### Given exercise
Swap "simplified polygon" for "basic polygon" in the lines that begin with the line containing "Segment every instance of the tree" and end after the line containing "22 72 L 14 71". Return only those lines, with nothing else changed.

Mask labeling examples:
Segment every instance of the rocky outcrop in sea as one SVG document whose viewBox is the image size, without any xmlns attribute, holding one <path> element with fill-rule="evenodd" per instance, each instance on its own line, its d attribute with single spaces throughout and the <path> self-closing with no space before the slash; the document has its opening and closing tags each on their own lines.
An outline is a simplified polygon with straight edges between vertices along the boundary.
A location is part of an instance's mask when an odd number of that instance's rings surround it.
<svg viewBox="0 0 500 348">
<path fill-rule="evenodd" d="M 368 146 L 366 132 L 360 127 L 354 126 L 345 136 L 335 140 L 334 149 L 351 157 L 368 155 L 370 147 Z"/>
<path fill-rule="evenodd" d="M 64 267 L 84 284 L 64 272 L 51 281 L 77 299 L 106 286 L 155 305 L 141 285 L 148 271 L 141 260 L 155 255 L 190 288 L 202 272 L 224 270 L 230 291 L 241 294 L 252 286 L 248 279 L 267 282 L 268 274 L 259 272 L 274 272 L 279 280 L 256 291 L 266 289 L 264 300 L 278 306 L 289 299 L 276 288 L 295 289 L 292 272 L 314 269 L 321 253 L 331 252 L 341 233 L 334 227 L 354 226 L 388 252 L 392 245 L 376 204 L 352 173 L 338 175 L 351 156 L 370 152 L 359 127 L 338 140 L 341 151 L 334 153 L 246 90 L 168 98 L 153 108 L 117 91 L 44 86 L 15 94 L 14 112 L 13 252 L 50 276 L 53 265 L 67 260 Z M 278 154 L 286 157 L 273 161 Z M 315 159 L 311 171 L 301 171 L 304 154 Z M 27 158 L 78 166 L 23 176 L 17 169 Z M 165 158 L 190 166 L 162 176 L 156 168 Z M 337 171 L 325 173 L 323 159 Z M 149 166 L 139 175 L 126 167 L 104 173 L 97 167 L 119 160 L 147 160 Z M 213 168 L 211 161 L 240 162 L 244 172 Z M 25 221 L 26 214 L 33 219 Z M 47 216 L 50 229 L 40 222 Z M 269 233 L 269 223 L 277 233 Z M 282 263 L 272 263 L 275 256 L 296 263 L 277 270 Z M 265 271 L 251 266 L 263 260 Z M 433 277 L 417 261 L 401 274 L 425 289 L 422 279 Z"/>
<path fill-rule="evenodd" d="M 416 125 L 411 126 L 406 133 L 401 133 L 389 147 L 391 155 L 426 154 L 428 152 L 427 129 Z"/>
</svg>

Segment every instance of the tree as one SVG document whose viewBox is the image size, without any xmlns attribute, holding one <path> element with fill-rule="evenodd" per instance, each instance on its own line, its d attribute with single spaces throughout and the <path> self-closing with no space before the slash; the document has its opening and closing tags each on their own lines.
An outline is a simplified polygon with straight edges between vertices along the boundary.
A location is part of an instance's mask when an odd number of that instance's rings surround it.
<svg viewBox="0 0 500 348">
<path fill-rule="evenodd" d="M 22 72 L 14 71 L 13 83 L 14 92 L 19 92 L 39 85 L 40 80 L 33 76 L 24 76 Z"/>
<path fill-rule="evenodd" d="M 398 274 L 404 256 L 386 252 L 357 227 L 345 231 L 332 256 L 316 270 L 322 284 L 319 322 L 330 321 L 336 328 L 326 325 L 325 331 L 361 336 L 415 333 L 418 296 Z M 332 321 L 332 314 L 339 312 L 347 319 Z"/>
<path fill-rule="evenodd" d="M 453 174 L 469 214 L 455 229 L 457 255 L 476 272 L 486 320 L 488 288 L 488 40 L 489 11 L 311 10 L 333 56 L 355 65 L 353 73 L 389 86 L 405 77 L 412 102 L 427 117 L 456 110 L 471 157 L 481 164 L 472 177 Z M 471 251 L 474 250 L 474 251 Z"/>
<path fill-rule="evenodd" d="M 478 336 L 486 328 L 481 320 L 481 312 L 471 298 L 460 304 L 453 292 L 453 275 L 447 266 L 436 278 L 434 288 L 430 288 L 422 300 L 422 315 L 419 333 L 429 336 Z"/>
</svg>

---

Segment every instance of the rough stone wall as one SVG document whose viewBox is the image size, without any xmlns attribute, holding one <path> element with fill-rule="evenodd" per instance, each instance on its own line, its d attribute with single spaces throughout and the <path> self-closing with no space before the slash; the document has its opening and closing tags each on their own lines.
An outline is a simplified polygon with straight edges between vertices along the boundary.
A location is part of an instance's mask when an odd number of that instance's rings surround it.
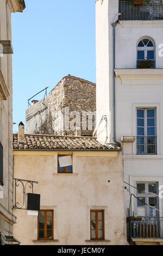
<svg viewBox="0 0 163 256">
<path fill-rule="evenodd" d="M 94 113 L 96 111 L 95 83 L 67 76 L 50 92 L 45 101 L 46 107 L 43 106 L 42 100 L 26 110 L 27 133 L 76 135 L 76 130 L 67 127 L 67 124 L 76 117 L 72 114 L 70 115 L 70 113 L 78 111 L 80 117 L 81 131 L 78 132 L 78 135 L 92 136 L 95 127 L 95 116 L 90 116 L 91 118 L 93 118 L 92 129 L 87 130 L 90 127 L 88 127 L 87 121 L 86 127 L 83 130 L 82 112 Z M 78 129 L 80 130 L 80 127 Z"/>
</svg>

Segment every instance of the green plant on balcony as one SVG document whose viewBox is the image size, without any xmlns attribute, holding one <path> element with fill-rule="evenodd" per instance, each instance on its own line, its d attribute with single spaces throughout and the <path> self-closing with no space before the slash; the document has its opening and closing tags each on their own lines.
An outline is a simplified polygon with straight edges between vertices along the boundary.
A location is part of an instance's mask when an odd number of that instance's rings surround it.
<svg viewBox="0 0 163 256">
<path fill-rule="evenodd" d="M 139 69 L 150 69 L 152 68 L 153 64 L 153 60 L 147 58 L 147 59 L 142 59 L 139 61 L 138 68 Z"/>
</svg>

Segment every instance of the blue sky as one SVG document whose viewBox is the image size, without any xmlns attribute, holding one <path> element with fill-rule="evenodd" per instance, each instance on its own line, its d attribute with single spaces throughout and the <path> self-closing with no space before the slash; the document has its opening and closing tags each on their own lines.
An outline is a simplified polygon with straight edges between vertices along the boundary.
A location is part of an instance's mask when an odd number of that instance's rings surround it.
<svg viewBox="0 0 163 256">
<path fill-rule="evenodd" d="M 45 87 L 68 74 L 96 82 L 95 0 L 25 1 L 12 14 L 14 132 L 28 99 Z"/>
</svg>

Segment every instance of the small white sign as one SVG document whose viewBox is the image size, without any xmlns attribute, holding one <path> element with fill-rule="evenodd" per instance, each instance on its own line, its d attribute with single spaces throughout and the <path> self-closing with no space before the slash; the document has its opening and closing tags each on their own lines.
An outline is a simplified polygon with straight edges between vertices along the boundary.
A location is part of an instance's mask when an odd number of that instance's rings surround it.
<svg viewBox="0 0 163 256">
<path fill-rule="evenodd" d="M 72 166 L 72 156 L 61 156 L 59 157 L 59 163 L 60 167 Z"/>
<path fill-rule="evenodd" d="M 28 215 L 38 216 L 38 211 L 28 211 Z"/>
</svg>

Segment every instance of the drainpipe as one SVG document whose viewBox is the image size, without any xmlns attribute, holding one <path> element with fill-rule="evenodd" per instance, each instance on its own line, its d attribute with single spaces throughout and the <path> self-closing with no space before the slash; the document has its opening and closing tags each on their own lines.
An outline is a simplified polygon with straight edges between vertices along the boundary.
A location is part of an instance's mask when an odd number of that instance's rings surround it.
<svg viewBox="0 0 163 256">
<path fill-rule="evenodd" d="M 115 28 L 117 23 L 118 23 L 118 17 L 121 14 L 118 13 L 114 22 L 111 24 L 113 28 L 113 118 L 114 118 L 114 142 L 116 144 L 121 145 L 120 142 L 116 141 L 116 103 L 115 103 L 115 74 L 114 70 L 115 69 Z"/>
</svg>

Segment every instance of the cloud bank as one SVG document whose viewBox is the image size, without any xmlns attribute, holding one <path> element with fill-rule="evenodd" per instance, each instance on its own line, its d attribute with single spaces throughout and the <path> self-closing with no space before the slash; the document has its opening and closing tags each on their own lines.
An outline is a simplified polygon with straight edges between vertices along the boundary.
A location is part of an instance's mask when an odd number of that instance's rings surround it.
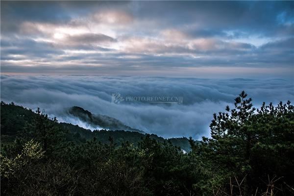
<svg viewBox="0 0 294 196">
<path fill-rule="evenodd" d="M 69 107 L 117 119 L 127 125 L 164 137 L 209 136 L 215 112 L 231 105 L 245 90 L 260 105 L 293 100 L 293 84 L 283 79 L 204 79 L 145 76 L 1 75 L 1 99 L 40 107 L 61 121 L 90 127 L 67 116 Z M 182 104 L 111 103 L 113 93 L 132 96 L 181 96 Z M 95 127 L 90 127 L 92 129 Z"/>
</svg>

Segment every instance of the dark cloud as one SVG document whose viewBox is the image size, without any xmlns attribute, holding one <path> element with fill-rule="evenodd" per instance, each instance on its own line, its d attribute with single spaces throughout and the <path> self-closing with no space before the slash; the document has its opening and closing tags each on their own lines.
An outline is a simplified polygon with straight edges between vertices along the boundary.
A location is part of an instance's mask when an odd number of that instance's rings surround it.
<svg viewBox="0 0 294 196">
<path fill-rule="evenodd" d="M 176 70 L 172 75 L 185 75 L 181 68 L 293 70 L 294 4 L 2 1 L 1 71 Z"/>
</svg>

### Finished answer
Segment every instance of the tree as one SVG document whose viewBox is the image size, without any xmlns attribute, holding one <path> element with fill-rule="evenodd" per instance, each instance on its own line, its d attribute with single spaces throughout and the <path> self-closing with no space before the slash; the document has its opening and closing tags each on their own lines.
An outline is a basic polygon with straight edges between vertices along the boundary.
A location is part of an instance's mask when an odd number of that instance's rings surround it.
<svg viewBox="0 0 500 348">
<path fill-rule="evenodd" d="M 22 72 L 14 71 L 13 83 L 14 92 L 19 92 L 39 85 L 40 80 L 33 76 L 24 76 Z"/>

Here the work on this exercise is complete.